Kurze Aufgabe: Führe den Forenthread über den verstaubten Laserdrucker nach seinem letzten Satz weiter.

Ausgangstext:

################

# Drucker reinigen oder entsorgen?



## Lordac (21. November 2008)

Hallo,

ich habe einen Okipage 8w Lite Laserdurcker der ca. 7 Jahr alt ist. In meiner alten Wohnung ist aber mit der Zeit wohl Staub reingekommen und nun sehen die ausgedruckten Seiten nicht mehr gut aus.

Lohnt es sich den Drucker zum reinigen zu bringen bzw. kann man das selbst machen, oder entsorge ich ihn besser?

Danke,

Lordac


----------



## Sash (21. November 2008)

naja neuen toner besorgen, das ding reinigen.. will nicht wissen wie teuer der toner dafür ist. da lieber für 80€ den  besten tinten/farbdrucker von canon oder so kaufen..


----------



## HeNrY (21. November 2008)

Für ~80€ gibt's nen Brother HL 2030, der macht gute Ausdrucke für's kleine Geld (hab hier so einen).


----------



## jaytech (21. November 2008)

Lordac schrieb:


> Hallo,
> 
> ich habe einen Okipage 8w Lite Laserdurcker der ca. 7 Jahr alt ist. In meiner alten Wohnung ist aber mit der Zeit wohl Staub reingekommen und nun sehen die ausgedruckten Seiten nicht mehr gut aus.
> 
> ...



Wie sehen die Seiten denn aus? Sind sie blass gedruckt, oder schwarze Streifen drauf? 

Wenn es sowas ist, dann ist es meistens dreck, also ich würde das ding ersteinmal reinigen am Besten sogar aussaugen und dann ma schauen ob es besser wird, wenns immer noch so ist stellt sich halt die Frage...Geld für nen Toner ausgeben oder gleich nen Tintendrucker holen...

################

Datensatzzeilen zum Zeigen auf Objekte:
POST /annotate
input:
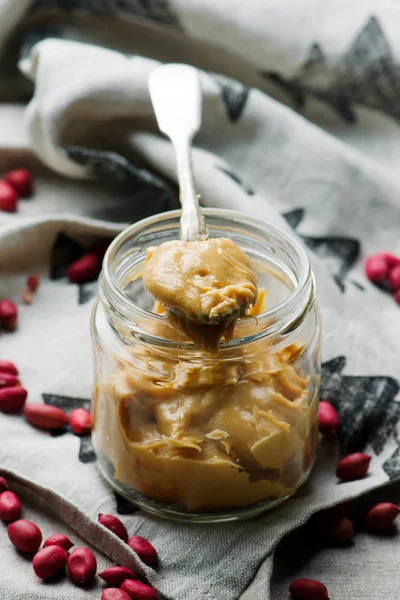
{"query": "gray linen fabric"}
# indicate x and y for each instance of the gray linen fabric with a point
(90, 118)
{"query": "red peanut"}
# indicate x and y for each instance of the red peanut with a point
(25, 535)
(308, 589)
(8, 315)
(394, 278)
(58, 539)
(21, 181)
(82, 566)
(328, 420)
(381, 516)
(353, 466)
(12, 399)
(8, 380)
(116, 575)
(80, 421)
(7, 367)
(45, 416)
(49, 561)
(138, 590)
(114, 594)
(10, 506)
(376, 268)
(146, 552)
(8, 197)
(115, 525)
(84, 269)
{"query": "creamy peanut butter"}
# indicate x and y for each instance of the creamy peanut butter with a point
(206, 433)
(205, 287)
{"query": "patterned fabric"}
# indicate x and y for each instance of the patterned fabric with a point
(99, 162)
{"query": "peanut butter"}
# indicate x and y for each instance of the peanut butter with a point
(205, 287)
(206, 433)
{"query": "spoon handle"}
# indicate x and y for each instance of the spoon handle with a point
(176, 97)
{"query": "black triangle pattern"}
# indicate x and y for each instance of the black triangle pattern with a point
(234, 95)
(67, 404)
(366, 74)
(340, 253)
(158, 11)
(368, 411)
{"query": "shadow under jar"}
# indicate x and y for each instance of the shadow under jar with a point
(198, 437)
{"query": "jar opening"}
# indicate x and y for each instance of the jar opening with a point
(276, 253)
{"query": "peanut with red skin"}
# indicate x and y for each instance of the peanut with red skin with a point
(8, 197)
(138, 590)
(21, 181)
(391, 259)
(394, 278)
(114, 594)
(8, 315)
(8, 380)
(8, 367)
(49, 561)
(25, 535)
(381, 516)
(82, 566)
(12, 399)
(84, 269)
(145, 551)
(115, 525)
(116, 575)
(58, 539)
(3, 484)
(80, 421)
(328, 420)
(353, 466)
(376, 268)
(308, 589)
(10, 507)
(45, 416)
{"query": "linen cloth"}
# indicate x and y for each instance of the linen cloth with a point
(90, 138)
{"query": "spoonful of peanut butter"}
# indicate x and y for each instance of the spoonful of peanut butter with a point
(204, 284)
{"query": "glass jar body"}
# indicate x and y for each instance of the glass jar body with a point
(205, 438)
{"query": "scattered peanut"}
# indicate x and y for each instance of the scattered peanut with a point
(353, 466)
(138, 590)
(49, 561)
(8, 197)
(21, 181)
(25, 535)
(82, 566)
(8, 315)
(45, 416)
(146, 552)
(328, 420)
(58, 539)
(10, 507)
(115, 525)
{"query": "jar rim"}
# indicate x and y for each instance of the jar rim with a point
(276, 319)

################

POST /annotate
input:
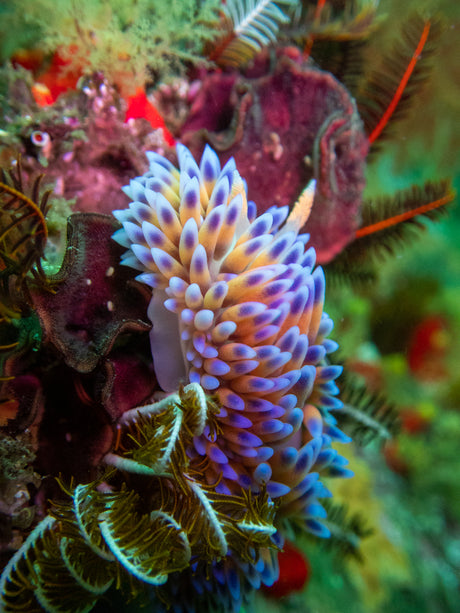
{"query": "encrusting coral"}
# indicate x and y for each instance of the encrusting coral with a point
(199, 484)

################

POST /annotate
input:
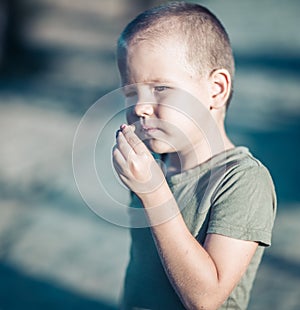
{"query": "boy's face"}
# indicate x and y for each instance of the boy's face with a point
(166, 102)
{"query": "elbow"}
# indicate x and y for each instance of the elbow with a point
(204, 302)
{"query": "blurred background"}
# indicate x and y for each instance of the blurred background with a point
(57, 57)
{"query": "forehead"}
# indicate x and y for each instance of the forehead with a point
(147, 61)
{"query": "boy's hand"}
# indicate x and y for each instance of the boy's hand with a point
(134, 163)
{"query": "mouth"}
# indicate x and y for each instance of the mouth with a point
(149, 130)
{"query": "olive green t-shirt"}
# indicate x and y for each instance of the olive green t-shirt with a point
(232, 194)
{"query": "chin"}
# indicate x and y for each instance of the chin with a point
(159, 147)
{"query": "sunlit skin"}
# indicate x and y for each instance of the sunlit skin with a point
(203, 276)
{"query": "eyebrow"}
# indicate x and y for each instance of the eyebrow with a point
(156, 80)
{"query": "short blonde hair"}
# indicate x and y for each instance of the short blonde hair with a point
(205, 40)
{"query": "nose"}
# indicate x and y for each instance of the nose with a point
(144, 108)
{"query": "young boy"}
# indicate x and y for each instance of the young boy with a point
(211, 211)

################

Ergebnis der Aufgabe:
----------



## Lordac (22. November 2008)

Hallo,

das reine Druckbild ist ok, es ist nichts blass und es sind auch keine schwarzen Streifen oder ähnliches zu sehen. Auf dem gesamten Blatt sind aber einige hellgraue Punkte/Flecken verteilt die auch unterschiedlich groß sind. Für mich sieht das nach eingebranntem Dreck/Staub aus, leider habe ich keine Möglichkeit ein Bild davon zu machen. 

Der Toner ist relativ neu bzw. es wurde damit noch nicht viel gedruckt, er hat ca. 40,- Euro gekostet. Den Drucker habe ich auch schon so gut es geht sauber gemacht und auch ausgesaugt, ohne das sich viel verändert hat. Ob ein Fachhändler da noch etwas retten kann weiß ich nicht, auf verdacht einen neuen Toner kaufen lohnt meiner Meinung nach aber auch nicht, ebensowenig ein Verkauf.

Ich denke ich werde ihn entsorgen und bei Bedarf einen neuen kaufen.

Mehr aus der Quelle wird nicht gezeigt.